WHAT THIS TASK INVOLVES: Rescale everything from the line containing "[spot] the white building" down to the end of the records, reproducing each line including the requests and multiplying every x and y coordinate in the answers by 0.95, rounded to whole numbers with halves rounded up. Give only those lines.

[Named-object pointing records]

"""

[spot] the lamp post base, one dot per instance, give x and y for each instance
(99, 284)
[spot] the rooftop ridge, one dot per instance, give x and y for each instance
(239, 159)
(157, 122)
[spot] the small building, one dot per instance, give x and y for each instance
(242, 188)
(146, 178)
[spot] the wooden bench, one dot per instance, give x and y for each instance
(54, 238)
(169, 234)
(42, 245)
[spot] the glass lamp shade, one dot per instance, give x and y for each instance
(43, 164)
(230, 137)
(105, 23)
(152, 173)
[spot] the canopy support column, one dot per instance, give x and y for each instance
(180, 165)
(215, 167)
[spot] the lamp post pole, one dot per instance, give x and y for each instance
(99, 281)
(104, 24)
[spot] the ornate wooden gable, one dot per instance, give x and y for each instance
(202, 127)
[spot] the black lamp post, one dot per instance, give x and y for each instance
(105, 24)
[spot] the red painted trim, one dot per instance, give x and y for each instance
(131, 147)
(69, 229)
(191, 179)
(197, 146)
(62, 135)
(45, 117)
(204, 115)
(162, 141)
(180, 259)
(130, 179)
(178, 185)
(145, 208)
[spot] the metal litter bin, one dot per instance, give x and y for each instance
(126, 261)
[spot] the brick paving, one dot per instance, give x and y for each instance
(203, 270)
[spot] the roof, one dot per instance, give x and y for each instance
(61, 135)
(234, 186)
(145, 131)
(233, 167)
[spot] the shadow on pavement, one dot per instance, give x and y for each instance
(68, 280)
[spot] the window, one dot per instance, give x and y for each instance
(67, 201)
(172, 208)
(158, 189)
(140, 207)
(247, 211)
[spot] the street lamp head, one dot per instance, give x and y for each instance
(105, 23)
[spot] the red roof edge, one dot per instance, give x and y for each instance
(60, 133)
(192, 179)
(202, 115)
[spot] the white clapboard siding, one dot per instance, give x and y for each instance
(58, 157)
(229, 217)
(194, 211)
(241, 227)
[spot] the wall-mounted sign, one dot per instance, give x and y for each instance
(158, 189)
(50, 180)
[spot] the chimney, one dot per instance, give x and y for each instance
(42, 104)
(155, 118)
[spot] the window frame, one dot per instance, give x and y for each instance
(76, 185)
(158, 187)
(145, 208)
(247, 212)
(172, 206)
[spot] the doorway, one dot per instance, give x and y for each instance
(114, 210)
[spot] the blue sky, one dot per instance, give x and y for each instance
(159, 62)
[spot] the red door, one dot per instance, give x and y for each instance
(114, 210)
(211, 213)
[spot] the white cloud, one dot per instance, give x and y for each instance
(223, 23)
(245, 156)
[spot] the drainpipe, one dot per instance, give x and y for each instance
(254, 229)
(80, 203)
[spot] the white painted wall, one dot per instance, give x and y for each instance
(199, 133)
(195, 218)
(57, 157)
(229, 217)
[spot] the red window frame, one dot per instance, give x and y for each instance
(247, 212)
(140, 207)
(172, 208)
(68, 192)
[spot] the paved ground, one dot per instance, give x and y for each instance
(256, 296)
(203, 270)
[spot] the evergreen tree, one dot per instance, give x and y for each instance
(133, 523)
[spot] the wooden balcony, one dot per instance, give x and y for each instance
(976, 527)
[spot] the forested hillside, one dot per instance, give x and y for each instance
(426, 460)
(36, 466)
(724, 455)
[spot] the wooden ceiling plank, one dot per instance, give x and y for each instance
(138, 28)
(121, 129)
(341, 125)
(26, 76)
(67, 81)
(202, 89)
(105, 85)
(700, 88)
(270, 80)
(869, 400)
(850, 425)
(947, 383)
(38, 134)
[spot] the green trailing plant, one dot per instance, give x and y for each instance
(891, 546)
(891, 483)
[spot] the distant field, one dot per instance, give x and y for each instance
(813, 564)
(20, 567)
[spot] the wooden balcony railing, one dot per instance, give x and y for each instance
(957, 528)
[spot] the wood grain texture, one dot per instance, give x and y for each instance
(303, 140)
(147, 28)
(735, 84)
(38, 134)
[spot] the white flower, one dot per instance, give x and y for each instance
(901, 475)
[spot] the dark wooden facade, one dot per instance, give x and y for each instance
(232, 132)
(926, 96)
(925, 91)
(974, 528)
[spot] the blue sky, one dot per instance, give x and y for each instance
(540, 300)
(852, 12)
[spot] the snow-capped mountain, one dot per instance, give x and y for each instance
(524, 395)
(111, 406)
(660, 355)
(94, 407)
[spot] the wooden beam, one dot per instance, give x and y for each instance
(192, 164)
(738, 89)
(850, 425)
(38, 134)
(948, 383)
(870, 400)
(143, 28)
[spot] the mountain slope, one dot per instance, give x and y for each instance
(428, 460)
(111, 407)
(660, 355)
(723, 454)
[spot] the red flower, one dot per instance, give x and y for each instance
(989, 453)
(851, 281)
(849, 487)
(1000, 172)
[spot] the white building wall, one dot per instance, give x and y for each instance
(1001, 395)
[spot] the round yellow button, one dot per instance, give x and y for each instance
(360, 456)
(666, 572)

"""

TASK OUTPUT:
[spot] the white building wall, one dot per instance, give x and y for each instance
(951, 375)
[spot] the round yellow button, one dot per instance, give x and y for each instance
(342, 433)
(633, 543)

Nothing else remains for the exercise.